Decisions

ADR-106: Generic migrate-service-to-fresh-host playbook + manifest-driven wizard

The `warp-01 → warp-02` cutover that triggered this work is the third host migration the fleet has run (after `db-shared-01 → db-buzzy-01` via `postgres-migrate-database` and the implicit `runner-01 → runner-02` swap…

#106

ADR-106: Generic migrate-service-to-fresh-host playbook + manifest-driven wizard

Status: Proposed Date: 2026-04-26 Related: ADR-067 (playbooks as the unified primitive — this ADR is one more concrete release_flow under that contract), ADR-068 (playbook runtime architecture — names the executors this playbook composes today and the executors it will collapse to in Phase 2/3/4), ADR-088 (observability lifecycle — silence-before-delete, inherited via destroy-host), ADR-089 (host security lifecycle — snapshot-before-delete, inherited via destroy-host), ADR-092 (host vs project separation — this playbook spans both layers), ADR-093 (manifest-driven project tools — the wizard reads service metadata from the manifest), ADR-104 (dry-run-on-history adaptive gate — this playbook obeys the maturity gate), ADR-107 (gates as playbook primitives — the per-step gate stack model this playbook follows).

Context

The warp-01 → warp-02 cutover that triggered this work is the third host migration the fleet has run (after db-shared-01 → db-buzzy-01 via postgres-migrate-database and the implicit runner-01 → runner-02 swap that happened by hand in March 2026). The first two were one-shot scripts; the third was scoped as a warp-specific cutover playbook (migrate-warp-to-warp-02.yaml per the original warp #330 brief and abandoned PR #675). Mid-session on 2026-04-26 the operator named the pattern: "the playbook could be generic at some point, we just need a wizard to populate the repo, the server, etc". The third-time-is-a-pattern heuristic from the operator memory feedback_pipelines_over_ai.md"AI is scaffolding, pipelines are the target" — applies directly: a service-specific cutover playbook is a one-time scaffold; a generic cutover playbook plus a wizard that populates its inputs from the project manifest is a fleet-permanent pipeline.

━━━━━━━━━━━━━━━━

Instruction 1:
Locate every line in the records that contains the string "point", and copy each one out. Match case exactly.

Available records:
━━━━━━━━━━━━━━━━

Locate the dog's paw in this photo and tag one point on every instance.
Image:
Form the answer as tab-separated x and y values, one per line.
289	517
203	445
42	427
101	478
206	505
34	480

━━━━━━━━━━━━━━━━

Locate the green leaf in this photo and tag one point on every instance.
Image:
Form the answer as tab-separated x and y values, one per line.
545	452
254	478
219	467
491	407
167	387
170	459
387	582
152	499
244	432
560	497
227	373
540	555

━━━━━━━━━━━━━━━━

Instruction 2:
Which ADRs are listed after "Related:" in the decision record above?

Finished answer 1:
Locate the dog's paw in this photo and tag one point on every instance.
Locate the green leaf in this photo and tag one point on every instance.

Finished answer 2:
ADR-067
ADR-068
ADR-088
ADR-089
ADR-092
ADR-093
ADR-104
ADR-107